What to work on —
Quote the records below verbatim, starting at the line containing "Return one point per instance of the windshield, each" and ending at the line containing "<point>508,109</point>".

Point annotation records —
= = = =

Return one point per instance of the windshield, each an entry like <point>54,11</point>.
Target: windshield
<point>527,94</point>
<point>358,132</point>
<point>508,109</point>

= = = =

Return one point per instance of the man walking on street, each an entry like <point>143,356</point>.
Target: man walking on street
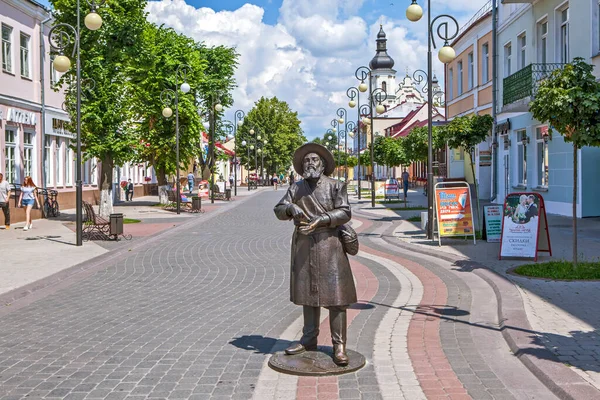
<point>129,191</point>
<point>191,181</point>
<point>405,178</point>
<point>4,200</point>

= = = =

Result for this exercise —
Return one point per instance of the windshield, each an entry like <point>54,11</point>.
Target: windshield
<point>527,94</point>
<point>358,132</point>
<point>508,109</point>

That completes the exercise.